Annotated photo localization data:
# # # # # # #
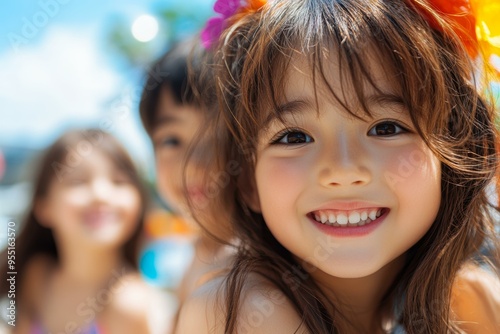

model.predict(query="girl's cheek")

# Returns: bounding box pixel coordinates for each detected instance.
[380,143,440,189]
[255,155,312,215]
[156,158,184,209]
[116,187,142,212]
[259,155,311,183]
# # # # # # #
**What you should do**.
The complete set of records should be written out again, pictures excluded.

**Response box**.
model.predict(query="girl's cheek")

# Returns: bounding box pixel coordinates for each detected instance.
[380,143,440,189]
[255,155,312,215]
[156,158,184,209]
[116,187,142,212]
[259,155,311,183]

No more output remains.